THE REQUEST: How many lines in the records below contain the word "grille"? Reply with the number alone.

INPUT FOR THIS TASK:
* BEGIN *

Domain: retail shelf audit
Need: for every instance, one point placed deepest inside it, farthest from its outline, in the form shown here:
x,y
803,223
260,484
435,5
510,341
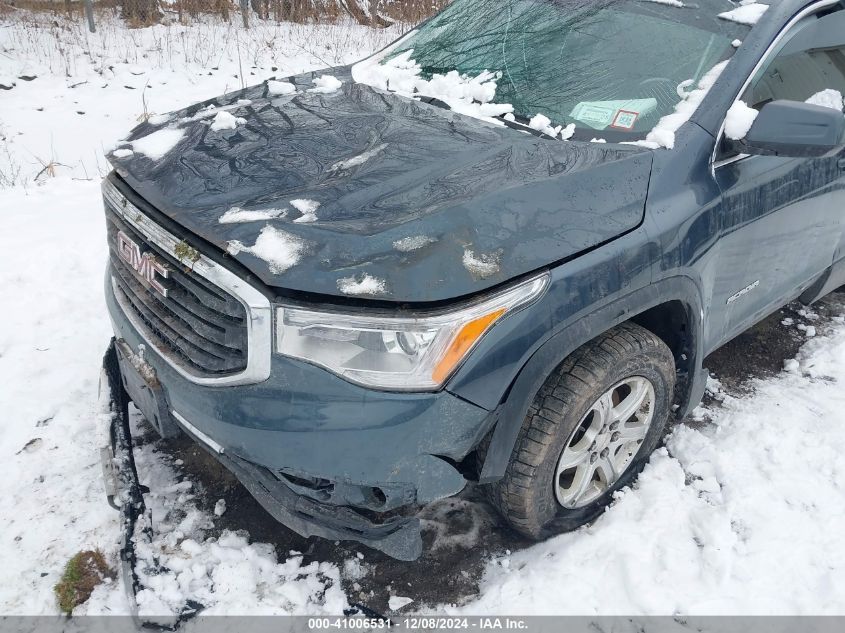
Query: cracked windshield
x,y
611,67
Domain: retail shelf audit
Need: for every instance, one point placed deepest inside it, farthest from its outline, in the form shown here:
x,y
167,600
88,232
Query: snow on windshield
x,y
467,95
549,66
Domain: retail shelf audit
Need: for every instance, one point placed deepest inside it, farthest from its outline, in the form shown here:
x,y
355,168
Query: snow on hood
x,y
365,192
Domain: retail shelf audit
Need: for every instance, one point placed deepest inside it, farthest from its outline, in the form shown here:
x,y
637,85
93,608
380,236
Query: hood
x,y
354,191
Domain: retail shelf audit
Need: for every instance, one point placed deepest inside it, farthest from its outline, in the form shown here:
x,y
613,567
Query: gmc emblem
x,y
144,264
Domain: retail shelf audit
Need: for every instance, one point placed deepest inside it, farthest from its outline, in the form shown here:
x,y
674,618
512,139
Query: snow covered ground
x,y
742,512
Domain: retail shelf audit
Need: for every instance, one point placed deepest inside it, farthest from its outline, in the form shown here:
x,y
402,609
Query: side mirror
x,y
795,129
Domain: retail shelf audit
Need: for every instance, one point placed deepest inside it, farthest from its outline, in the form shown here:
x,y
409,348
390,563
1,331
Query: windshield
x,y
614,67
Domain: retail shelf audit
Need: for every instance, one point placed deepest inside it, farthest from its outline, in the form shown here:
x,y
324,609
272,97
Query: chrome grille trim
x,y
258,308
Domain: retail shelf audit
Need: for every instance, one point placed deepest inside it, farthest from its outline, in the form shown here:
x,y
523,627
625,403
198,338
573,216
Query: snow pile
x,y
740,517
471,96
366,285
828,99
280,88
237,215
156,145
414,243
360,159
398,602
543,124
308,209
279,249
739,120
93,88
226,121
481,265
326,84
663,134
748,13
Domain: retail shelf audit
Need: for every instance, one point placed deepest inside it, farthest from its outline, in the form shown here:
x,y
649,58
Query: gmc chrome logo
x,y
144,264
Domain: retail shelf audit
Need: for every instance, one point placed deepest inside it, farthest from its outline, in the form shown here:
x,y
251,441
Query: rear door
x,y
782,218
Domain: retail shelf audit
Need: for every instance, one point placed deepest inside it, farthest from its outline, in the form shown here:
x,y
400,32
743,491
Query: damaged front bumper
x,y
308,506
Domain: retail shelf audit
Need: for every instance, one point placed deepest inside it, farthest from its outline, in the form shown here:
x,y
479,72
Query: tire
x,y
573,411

* END *
* BEGIN *

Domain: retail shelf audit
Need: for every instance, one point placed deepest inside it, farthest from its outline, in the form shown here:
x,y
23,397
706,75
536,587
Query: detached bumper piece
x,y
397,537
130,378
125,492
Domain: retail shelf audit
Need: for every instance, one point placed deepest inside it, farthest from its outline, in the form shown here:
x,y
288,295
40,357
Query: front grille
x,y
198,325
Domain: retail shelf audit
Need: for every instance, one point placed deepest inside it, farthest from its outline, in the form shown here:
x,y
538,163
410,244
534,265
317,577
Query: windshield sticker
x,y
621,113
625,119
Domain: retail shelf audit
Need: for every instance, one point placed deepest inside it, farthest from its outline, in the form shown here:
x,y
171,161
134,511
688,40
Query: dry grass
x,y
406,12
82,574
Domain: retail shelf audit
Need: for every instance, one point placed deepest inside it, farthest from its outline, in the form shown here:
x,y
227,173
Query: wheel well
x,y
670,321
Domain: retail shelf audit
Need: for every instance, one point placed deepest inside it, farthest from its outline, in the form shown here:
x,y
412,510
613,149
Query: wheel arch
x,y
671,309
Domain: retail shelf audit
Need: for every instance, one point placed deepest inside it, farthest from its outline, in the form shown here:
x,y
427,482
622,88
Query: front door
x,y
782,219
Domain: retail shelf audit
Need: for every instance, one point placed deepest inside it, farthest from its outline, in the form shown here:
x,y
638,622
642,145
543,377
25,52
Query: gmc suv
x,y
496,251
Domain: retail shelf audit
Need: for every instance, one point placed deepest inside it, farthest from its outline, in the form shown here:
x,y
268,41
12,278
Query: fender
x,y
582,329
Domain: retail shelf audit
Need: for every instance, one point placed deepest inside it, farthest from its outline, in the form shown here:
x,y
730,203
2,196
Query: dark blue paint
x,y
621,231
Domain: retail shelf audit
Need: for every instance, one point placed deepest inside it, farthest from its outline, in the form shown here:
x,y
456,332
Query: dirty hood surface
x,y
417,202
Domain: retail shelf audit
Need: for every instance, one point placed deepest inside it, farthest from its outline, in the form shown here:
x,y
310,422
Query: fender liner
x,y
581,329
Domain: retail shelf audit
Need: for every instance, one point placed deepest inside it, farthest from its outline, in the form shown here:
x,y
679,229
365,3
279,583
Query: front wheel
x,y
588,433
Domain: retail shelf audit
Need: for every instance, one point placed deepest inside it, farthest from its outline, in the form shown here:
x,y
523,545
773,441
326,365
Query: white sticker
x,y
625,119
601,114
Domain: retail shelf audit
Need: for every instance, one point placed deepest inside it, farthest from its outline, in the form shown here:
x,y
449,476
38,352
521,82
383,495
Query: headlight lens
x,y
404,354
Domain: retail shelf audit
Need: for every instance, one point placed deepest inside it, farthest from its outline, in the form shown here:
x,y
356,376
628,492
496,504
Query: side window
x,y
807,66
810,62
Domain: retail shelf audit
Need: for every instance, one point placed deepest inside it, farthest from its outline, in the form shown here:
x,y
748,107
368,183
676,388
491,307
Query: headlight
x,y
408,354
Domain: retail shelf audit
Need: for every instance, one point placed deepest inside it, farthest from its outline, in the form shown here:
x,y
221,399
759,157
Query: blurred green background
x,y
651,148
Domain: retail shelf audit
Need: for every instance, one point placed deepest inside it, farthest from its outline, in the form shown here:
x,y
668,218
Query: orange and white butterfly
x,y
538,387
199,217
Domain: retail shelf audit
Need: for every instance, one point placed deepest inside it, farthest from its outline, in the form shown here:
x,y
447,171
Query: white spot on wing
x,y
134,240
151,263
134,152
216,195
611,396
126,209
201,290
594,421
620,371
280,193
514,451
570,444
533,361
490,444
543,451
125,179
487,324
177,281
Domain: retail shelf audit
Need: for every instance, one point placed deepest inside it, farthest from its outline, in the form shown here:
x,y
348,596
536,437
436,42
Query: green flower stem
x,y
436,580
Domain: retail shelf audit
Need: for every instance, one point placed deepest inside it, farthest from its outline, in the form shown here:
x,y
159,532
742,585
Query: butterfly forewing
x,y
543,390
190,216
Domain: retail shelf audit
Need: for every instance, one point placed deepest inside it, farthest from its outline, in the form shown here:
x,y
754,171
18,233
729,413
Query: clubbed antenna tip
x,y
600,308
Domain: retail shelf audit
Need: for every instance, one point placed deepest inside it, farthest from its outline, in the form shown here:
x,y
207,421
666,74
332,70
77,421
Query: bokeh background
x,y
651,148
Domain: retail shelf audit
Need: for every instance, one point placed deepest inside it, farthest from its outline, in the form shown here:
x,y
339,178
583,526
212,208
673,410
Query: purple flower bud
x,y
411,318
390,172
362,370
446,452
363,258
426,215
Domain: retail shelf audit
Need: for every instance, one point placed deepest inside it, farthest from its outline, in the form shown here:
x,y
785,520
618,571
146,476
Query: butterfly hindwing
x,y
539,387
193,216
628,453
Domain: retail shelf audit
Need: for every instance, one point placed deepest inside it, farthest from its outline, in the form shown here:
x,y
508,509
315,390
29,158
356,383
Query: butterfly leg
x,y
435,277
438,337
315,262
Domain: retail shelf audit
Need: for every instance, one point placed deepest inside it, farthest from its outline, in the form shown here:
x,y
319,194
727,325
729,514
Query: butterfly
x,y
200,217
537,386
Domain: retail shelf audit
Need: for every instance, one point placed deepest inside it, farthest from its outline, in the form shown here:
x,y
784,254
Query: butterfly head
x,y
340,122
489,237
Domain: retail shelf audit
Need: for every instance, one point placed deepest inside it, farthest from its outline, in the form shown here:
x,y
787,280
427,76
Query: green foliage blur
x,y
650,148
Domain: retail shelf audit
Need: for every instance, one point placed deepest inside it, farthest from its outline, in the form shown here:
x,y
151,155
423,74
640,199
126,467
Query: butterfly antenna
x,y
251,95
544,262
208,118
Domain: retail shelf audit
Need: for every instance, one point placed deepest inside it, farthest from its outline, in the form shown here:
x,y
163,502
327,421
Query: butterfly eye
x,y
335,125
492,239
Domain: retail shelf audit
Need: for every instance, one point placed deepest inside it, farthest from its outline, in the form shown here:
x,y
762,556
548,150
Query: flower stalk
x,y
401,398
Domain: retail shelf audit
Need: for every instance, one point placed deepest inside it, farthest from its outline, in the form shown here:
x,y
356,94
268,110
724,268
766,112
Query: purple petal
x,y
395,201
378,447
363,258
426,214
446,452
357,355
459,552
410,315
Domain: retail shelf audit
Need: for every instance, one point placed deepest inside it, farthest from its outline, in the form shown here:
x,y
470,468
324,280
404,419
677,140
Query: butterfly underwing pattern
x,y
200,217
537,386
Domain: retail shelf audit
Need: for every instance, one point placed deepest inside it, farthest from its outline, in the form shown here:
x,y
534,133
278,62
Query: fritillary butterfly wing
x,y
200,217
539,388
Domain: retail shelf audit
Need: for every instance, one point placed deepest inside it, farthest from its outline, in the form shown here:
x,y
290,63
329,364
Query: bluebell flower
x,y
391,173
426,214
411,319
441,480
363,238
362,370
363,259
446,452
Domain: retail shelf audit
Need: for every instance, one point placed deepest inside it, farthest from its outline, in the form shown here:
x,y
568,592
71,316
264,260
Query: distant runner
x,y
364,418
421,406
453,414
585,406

* END *

RESPONSE TO THIS EXERCISE: 2